[Stored data entries]
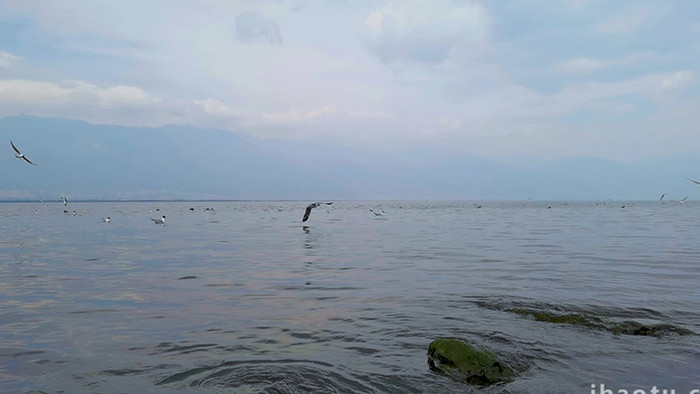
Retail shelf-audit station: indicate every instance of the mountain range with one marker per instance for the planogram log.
(106, 162)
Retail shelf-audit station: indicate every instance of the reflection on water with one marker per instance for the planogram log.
(236, 297)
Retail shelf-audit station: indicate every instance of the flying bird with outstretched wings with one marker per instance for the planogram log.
(21, 155)
(312, 206)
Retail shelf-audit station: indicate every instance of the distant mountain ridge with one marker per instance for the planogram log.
(87, 161)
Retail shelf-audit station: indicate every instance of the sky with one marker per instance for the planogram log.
(617, 80)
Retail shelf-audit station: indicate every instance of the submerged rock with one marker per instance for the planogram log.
(654, 330)
(463, 362)
(625, 327)
(577, 319)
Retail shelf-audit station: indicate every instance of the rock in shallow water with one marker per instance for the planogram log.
(625, 327)
(463, 362)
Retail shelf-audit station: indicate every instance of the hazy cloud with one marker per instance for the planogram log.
(7, 60)
(585, 65)
(253, 27)
(413, 31)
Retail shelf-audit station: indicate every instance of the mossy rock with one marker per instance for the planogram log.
(654, 330)
(461, 361)
(567, 318)
(625, 327)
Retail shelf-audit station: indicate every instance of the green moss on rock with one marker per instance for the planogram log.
(566, 318)
(625, 327)
(461, 361)
(654, 330)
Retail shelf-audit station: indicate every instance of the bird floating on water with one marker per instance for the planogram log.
(21, 155)
(159, 221)
(377, 213)
(312, 206)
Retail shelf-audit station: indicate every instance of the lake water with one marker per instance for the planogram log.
(244, 299)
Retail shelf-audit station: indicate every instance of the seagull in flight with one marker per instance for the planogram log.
(21, 155)
(377, 213)
(312, 206)
(159, 221)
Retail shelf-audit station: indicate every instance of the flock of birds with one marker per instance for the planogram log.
(21, 156)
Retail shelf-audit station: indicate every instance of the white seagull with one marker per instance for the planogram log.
(312, 206)
(21, 155)
(377, 213)
(159, 221)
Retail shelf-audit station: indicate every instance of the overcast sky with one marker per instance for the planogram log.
(544, 79)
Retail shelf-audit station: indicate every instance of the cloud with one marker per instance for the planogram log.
(120, 104)
(586, 65)
(7, 60)
(253, 27)
(296, 115)
(623, 23)
(215, 107)
(411, 31)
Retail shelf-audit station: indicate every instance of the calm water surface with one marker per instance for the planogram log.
(244, 299)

WHAT TO WORK ON »
Leave out the pictures, and give all the records again exactly.

WRITTEN ANSWER »
Retail shelf-audit station: indicate every instance of the mountain range with one marker per instance for the planogram log.
(106, 162)
Retail shelf-audit station: indicate every instance of the reflection on water with one marker per instance for the planogram log.
(236, 297)
Retail shelf-audit station: indicate every instance of the flying bird with outstretched wings with one marker per instance for the planogram log.
(21, 155)
(312, 206)
Retail shelf-audit station: indicate every instance of the distant mountain ridge with one marker per instance for the planogram log.
(87, 161)
Retail shelf-audit station: indicate every instance of the sky with one marker per instance for the planogram log.
(617, 80)
Retail shelf-audit station: indicate every instance of the submerged rock with one marker per instance for the planogram log.
(654, 330)
(463, 362)
(625, 327)
(577, 319)
Retail shelf-audit station: indicate every instance of the rock in shallow water with one marker per instance for the planogram log.
(625, 327)
(463, 362)
Retail shelf-audit station: indicate every instance of the hazy cloud with one marker per instance for the planogram log.
(7, 60)
(585, 65)
(253, 27)
(413, 31)
Retail shelf-audit station: indicate every instance of the mossy rock with one marker per instance for the planogram log.
(654, 330)
(461, 361)
(567, 318)
(625, 327)
Retail shelf-audit station: indicate every instance of the green moss on rock with one marker per instance for the planogram log.
(566, 318)
(625, 327)
(461, 361)
(654, 330)
Retail shelf-audit station: indicate every instance of the bird floating on water with one marker per instance for the planogram log.
(21, 155)
(159, 221)
(377, 213)
(312, 206)
Retail shelf-audit station: indicate every instance of the lake water with one marker per instance for the planogram log.
(244, 299)
Retail shelf-audit station: indicate every instance of the seagull in flight with one marker per instance for the planogram log.
(21, 155)
(377, 213)
(312, 206)
(159, 221)
Retail shelf-audit station: indicate every instance of the flock of birds with one marker per instance for the planogram log.
(21, 156)
Retail shelf-audit station: indicate every instance of the white seagull with one marker per instance for the planogram log.
(312, 206)
(21, 155)
(377, 213)
(159, 221)
Retail shelf-audit station: indicate every instance of the overcast sky with one marker per instance for the planogram log.
(544, 79)
Retail shelf-audit station: indicate every instance of the cloud with one marker per instance for the planogram log.
(120, 104)
(586, 65)
(7, 60)
(253, 27)
(296, 115)
(623, 23)
(215, 107)
(411, 31)
Retail shelf-audit station: indicate every instance of the calm water surface with one marker per instance for the planogram log.
(244, 299)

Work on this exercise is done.